DIRECTION 1: Decide whether each statement agrees with the passage on RHB Investment's ratings, answering yes or no and quoting the words from the passage that settle it: (a) The preliminary rating given to the Proposed Subordinated Notes is AA2. (b) RHB Bank is the core entity of RHB Capital Berhad. (c) The existing Subordinated Notes Programme is worth RM500 million.
DIRECTION 2: According to the passage on RHB Investment's ratings, whose ratings do the Bank's financial institution ratings mirror?
DIRECTION 3: Pick up the passage on RHB Investment's ratings right after its last sentence and keep writing it.

PASSAGE TO READ:
########

Published on 26 November 2012
RAM Ratings has assigned a
preliminary AA3/Stable/- rating to RHB Investment Bank Berhad’s (“RHB
Investment” or “the Bank”) Proposed Subordinated Notes of up to RM245 million.
Concurrently, we have reaffirmed the Bank’s AA2/Stable/P1 financial institution
ratings and also the AA3/Stable/- rating of the debt securities issued under
its existing RM245 million Subordinated Notes Programme. The Bank’s financial
institution ratings mirror those of RHB Bank Berhad (“RHB Bank”) – the core
entity of RHB Capital Berhad. Given RHB Investment’s integral role within the
larger universal-banking group, support from RHB Capital Group is expected to
be forthcoming, if needed.

########

PROVIDED RECORDS:
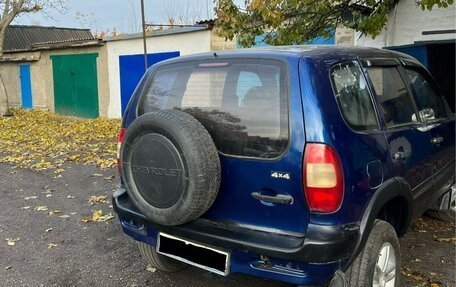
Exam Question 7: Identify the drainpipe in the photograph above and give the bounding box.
[141,0,149,72]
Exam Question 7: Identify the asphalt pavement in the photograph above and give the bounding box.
[0,163,456,287]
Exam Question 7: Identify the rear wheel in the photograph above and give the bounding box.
[138,242,187,272]
[346,220,401,287]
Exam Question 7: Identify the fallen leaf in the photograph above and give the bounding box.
[54,168,65,174]
[35,205,48,211]
[48,243,57,249]
[146,264,157,273]
[5,237,21,246]
[48,210,62,215]
[92,210,103,221]
[89,195,108,205]
[97,213,114,222]
[435,237,456,243]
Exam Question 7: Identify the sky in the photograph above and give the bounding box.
[13,0,218,33]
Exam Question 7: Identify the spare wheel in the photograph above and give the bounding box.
[120,110,220,225]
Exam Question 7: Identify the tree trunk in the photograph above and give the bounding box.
[0,72,11,116]
[0,27,10,116]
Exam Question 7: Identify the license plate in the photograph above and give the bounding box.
[157,232,230,276]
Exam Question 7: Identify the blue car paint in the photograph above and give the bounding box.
[116,47,454,286]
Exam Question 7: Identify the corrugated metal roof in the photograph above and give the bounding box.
[3,25,94,52]
[103,25,210,42]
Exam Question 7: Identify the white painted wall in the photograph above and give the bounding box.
[355,0,456,48]
[106,30,211,118]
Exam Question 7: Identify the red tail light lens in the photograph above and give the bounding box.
[117,128,125,174]
[302,143,344,213]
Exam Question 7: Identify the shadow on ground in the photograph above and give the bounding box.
[0,163,456,287]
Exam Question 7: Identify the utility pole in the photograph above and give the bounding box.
[141,0,149,72]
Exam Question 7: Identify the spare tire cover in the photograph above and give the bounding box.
[120,110,220,225]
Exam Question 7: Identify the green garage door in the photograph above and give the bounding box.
[51,53,99,118]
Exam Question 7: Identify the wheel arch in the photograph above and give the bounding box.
[346,177,413,267]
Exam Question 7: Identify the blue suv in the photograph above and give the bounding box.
[113,46,455,286]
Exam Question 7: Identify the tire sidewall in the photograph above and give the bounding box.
[347,220,401,287]
[120,111,220,225]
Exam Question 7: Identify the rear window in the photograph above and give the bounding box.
[139,59,289,158]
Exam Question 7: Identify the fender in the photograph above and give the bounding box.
[345,177,413,269]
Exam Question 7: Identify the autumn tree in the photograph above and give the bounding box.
[215,0,454,47]
[163,0,214,25]
[0,0,67,115]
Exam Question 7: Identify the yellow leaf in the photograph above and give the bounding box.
[48,243,57,249]
[92,210,103,221]
[5,237,21,246]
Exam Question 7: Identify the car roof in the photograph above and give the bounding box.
[156,45,416,66]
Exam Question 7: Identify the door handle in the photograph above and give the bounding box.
[251,192,293,204]
[431,137,443,144]
[393,150,410,160]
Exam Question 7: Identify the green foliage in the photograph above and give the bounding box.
[215,0,454,47]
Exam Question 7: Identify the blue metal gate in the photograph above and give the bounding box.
[19,64,33,109]
[119,51,180,115]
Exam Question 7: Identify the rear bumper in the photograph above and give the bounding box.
[113,188,359,285]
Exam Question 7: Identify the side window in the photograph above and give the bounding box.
[331,62,378,131]
[367,66,417,127]
[405,67,447,120]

########

TASK OUTPUT 1:
(a) No: "preliminary AA3/Stable/- rating"
(b) Yes: "the core entity of RHB Capital Berhad"
(c) No: "its existing RM245 million Subordinated Notes Programme"

TASK OUTPUT 2: Those of RHB Bank Berhad.

TASK OUTPUT 3:
RHB Investment is a prominent
player within the Malaysian investment-banking arena with an established
franchise in both the domestic debt and equity capital markets. On this note,
the proposed merger between the Bank and OSK Investment Bank Berhad (“OSK Investment”,
rated A1/Stable/P1 by RAM Ratings) will create the largest domestic stockbroker
in the country. Besides leveraging on OSK Investment’s niche in arranging
small- to mid-market deals, RHB Investment will also gain instant access to the
former’s regional markets in Thailand, Singapore, Indonesia, Hong Kong, China
and Cambodia for cross-border transactions. While recognising the benefits of a
regional investment-banking franchise and income diversity, we note that
integration challenges may arise, particularly in terms of human-capital
retention and cultural differences.
The Bank’s earnings profile is
inherently volatile given its substantial involvement in capital markets and
stockbroking, which are closely correlated to market conditions and sentiment.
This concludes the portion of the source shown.